- **Written instruction**
Pick out each line of the material below that contains the string "framed" and copy those lines in full.
* BEGIN Source records *
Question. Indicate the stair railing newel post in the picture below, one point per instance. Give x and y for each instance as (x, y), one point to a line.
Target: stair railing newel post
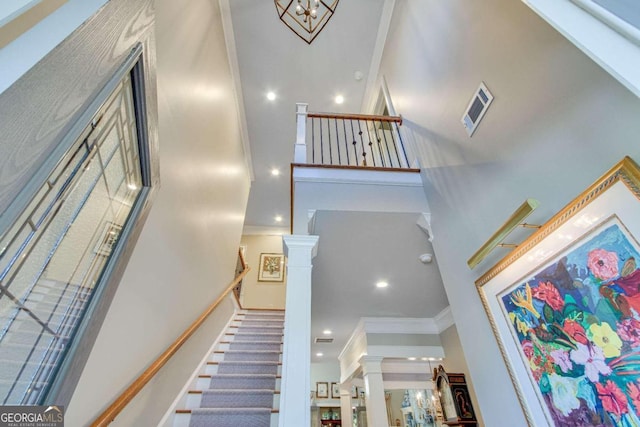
(296, 357)
(300, 151)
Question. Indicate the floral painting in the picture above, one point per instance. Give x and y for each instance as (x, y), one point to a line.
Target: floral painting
(271, 268)
(577, 325)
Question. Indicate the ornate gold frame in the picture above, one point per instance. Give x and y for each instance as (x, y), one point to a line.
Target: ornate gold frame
(625, 171)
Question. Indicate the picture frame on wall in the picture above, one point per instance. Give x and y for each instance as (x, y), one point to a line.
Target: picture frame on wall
(335, 390)
(564, 307)
(322, 390)
(271, 268)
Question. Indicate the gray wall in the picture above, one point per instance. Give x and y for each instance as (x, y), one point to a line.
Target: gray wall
(557, 123)
(186, 253)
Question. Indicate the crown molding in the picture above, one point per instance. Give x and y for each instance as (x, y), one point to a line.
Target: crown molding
(257, 230)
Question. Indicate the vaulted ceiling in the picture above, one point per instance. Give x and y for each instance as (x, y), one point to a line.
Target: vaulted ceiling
(356, 249)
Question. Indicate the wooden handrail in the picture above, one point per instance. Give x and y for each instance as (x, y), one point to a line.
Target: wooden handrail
(396, 119)
(134, 388)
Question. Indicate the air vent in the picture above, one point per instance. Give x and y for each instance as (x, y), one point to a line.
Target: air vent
(476, 109)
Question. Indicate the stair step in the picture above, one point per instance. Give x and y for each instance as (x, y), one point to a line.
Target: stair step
(226, 367)
(230, 398)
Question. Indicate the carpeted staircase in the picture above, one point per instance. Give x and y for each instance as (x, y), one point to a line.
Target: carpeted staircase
(239, 385)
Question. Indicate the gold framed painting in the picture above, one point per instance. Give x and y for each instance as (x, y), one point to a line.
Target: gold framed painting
(335, 390)
(271, 268)
(322, 390)
(565, 308)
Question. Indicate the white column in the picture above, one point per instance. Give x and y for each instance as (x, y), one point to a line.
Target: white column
(296, 359)
(300, 151)
(374, 391)
(346, 404)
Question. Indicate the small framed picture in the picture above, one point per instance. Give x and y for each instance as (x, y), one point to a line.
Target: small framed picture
(322, 390)
(271, 268)
(335, 390)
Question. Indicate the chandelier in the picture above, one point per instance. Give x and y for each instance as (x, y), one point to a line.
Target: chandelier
(306, 18)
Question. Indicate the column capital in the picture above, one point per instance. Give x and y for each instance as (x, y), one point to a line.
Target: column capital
(371, 364)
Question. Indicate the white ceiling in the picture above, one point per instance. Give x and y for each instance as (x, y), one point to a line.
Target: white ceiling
(356, 249)
(272, 58)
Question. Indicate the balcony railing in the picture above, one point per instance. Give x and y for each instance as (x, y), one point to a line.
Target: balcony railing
(350, 140)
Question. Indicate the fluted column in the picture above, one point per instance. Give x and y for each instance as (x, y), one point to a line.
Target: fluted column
(374, 391)
(296, 358)
(345, 403)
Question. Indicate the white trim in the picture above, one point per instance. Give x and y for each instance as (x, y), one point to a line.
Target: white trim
(400, 351)
(607, 47)
(408, 367)
(371, 89)
(357, 176)
(167, 419)
(257, 230)
(617, 24)
(232, 55)
(399, 325)
(424, 222)
(24, 52)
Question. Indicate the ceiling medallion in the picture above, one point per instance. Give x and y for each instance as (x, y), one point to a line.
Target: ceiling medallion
(306, 18)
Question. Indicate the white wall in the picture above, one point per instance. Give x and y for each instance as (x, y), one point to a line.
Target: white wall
(558, 121)
(261, 294)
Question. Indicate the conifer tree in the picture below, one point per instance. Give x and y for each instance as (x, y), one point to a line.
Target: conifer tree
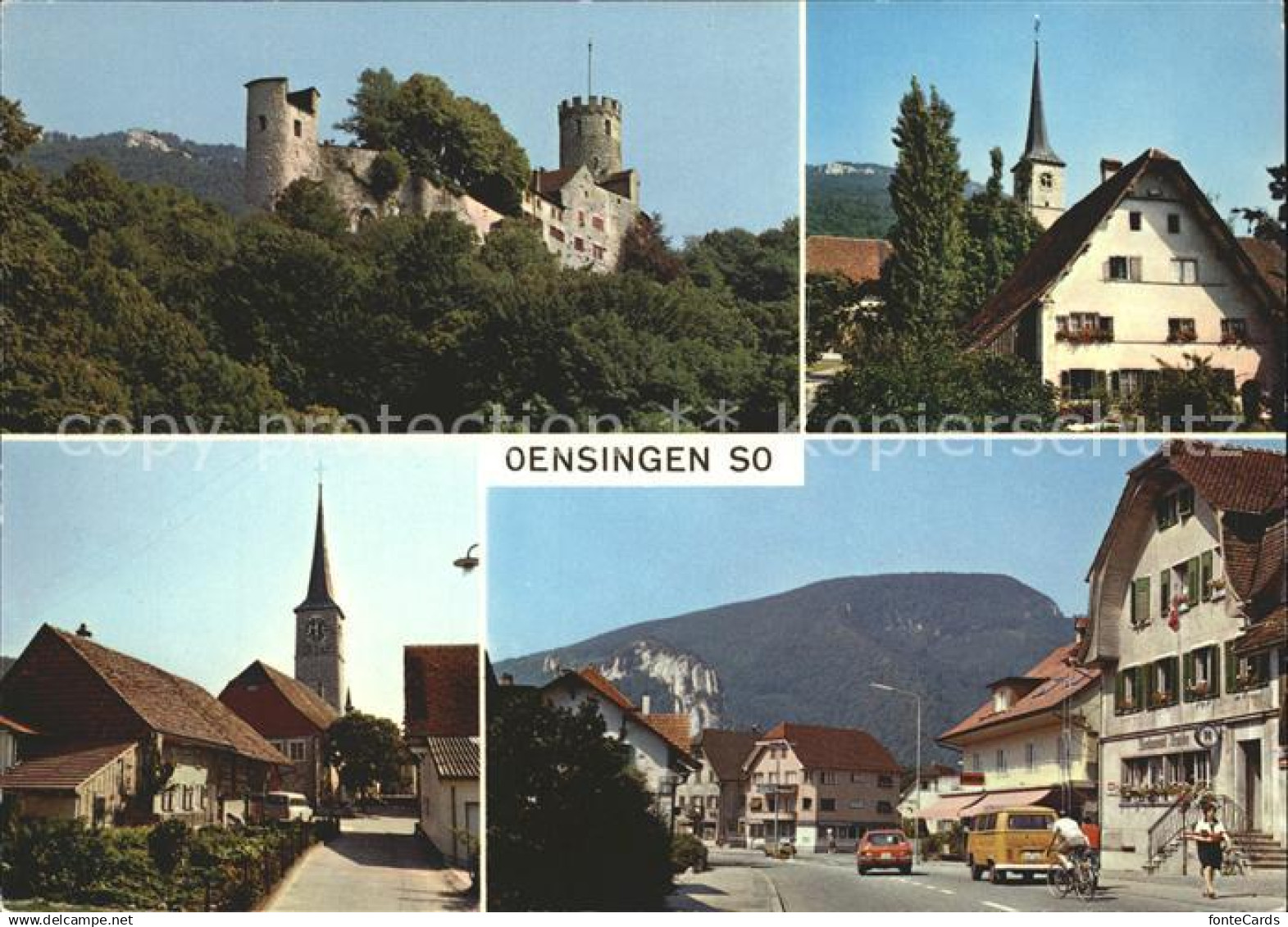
* END Source records *
- **Solved problem**
Question. Indicate the gold framed painting in the picture above, one point per instance. Give x and y for each instance as (x, y), one point to a line.
Target: gold framed painting
Question. Indicate the small framed picture in the picture above, one point per instance. Give x and y for each instance as (x, y), one point to a line.
Target: small framed picture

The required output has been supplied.